Copy out every line in the part of the entries that opens with the line containing "Challenge: I say the tree bark" and closes with the line containing "[0,282,640,480]", adding -76 to each box coordinate. Give only those lines.

Start TASK MATERIAL

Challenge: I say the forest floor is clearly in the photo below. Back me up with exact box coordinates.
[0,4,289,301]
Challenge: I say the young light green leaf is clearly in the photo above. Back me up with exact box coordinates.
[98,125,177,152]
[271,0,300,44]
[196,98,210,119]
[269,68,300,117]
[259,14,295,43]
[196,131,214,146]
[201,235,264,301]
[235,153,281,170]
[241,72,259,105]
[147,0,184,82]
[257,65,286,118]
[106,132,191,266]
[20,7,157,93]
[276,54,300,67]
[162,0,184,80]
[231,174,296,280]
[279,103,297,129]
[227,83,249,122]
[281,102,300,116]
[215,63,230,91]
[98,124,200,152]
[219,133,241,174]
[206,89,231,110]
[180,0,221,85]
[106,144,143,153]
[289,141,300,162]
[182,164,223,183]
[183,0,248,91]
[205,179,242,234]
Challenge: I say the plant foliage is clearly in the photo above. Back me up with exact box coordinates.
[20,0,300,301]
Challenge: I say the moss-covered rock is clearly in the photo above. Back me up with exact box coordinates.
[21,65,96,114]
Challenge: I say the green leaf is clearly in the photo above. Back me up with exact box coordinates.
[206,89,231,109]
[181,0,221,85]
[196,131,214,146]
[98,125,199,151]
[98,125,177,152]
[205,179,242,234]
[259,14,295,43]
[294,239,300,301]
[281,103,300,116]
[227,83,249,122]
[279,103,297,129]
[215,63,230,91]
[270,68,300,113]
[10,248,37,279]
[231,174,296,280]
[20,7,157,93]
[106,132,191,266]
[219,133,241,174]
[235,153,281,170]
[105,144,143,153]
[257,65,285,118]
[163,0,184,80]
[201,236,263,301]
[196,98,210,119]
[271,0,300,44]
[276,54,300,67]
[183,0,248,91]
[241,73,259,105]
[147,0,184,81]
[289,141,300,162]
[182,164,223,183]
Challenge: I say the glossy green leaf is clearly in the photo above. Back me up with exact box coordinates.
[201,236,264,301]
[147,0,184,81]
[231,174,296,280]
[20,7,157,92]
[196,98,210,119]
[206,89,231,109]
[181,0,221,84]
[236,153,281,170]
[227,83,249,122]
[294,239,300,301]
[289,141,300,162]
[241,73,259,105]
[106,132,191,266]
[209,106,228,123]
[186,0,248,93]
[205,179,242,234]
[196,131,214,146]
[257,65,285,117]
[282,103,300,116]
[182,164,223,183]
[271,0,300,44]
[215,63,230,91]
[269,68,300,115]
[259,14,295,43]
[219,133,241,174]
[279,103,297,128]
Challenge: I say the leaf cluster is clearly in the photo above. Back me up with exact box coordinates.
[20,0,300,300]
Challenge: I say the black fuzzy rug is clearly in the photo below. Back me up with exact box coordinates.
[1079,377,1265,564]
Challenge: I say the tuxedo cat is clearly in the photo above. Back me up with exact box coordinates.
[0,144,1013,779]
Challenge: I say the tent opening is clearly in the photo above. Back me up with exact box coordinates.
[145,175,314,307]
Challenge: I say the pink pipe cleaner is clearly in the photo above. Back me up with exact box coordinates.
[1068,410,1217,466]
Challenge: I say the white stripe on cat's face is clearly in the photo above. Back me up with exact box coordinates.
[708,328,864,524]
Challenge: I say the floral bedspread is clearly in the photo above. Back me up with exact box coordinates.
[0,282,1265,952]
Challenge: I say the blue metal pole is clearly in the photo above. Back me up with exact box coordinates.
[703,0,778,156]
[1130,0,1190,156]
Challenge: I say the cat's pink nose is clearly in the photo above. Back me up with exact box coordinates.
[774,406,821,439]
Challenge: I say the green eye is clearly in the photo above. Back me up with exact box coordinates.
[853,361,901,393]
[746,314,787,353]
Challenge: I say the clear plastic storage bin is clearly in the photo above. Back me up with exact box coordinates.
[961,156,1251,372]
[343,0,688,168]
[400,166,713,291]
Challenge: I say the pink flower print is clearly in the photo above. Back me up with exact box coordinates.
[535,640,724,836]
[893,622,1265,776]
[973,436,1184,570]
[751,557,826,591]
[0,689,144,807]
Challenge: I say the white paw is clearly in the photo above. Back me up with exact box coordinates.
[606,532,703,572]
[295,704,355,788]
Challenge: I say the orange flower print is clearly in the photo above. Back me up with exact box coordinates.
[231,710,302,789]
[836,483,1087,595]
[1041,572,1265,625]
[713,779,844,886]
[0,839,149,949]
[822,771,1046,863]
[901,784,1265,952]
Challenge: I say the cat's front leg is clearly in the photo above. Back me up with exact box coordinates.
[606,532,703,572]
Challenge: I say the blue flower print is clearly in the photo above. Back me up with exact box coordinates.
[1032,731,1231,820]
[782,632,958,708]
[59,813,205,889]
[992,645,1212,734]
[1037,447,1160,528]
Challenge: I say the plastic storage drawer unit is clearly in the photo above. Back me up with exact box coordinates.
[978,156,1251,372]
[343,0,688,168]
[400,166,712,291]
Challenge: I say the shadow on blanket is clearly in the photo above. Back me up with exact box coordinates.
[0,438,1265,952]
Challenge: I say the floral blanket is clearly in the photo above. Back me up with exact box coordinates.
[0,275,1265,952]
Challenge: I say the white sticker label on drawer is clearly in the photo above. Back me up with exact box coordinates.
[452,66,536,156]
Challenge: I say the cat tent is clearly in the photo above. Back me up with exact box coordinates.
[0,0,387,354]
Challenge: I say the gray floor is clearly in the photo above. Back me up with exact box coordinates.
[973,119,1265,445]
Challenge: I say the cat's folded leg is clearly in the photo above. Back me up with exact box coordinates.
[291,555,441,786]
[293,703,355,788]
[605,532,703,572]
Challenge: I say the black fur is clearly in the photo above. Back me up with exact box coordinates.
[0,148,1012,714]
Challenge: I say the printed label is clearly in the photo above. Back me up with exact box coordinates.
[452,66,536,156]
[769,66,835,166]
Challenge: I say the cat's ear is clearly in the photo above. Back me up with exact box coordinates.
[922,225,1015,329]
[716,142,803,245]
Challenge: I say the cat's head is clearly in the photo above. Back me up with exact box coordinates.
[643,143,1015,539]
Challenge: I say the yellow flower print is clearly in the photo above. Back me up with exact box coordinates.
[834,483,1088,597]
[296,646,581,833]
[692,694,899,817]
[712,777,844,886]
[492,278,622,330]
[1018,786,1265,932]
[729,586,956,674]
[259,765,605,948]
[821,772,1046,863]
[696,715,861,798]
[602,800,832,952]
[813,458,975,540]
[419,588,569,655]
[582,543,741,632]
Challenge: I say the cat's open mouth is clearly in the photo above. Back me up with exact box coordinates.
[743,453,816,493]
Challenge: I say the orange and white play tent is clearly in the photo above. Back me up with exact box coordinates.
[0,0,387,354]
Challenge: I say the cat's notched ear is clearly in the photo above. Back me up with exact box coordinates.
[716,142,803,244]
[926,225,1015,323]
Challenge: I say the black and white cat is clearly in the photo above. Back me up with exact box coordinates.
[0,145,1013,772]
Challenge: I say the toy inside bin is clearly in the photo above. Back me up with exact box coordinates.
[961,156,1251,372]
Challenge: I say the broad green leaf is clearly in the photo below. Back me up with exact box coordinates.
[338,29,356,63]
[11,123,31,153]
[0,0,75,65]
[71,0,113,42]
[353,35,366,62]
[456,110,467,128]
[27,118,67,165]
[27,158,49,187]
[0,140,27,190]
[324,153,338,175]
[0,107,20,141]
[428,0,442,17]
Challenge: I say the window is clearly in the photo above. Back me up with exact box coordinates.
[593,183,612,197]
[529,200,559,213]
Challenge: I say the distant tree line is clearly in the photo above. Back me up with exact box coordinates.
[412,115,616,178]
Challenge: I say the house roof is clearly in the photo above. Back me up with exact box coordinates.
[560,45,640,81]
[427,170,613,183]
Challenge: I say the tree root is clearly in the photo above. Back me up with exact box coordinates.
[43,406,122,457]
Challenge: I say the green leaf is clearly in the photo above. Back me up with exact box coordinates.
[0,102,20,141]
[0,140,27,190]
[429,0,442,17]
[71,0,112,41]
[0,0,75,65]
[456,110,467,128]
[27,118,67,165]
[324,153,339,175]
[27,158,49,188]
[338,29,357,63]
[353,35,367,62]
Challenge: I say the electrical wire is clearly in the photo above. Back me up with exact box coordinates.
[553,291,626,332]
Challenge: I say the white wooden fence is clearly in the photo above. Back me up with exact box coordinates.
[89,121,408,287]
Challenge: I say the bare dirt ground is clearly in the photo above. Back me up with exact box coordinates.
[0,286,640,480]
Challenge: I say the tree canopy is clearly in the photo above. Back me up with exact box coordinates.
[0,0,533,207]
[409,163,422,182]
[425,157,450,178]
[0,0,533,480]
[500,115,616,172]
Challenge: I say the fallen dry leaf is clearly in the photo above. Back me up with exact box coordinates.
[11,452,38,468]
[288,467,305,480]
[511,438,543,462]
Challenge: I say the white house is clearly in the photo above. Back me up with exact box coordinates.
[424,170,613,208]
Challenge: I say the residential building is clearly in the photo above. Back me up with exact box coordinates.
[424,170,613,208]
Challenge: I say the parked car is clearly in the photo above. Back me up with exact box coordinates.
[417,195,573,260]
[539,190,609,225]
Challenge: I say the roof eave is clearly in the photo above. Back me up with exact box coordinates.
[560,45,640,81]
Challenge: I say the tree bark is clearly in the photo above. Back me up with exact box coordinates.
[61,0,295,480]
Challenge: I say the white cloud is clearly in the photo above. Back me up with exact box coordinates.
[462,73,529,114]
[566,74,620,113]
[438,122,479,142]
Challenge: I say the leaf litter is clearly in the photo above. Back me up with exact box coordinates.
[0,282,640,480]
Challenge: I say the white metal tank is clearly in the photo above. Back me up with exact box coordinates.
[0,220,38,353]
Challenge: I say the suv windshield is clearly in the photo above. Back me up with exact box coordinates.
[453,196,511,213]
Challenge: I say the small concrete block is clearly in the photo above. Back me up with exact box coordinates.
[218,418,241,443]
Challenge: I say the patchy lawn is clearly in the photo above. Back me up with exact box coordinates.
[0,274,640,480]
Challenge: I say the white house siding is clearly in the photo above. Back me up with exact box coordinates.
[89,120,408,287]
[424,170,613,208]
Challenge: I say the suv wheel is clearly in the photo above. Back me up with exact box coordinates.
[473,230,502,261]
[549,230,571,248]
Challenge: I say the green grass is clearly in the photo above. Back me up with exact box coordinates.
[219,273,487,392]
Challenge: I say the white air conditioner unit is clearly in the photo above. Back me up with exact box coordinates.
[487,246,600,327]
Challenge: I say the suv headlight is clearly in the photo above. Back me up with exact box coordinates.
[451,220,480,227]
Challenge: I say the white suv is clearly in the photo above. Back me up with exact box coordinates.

End TASK MATERIAL

#### SOLUTION TO THIS PROBLEM:
Challenge: I say the tree bark is clearly in the photo above. Back me up with exact box coordinates.
[-15,-76,219,404]
Challenge: I say the white cloud is clearly in the photo above. Back me up with exact box coordinates.
[386,-3,453,38]
[490,-2,544,37]
[362,46,403,66]
Challenge: I say the leaf litter is clearly in the photo above. Back me up with exact box coordinates.
[-76,206,564,404]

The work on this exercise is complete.